TASK REQUIREMENTS: Copy every line of the records below, requests included, but scale each point coordinate in the answers by 0.75, rounding to whole numbers with halves going up.

>> begin DATA SUPPLIED

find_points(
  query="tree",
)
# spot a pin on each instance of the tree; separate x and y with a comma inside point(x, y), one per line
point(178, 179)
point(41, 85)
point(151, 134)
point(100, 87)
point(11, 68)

>> end DATA SUPPLIED

FINAL RESULT:
find_points(
  query="tree",
)
# spot a pin on each instance of the tree; separate x and y with a comma inside point(x, y), one per line
point(134, 134)
point(31, 64)
point(113, 101)
point(75, 65)
point(8, 51)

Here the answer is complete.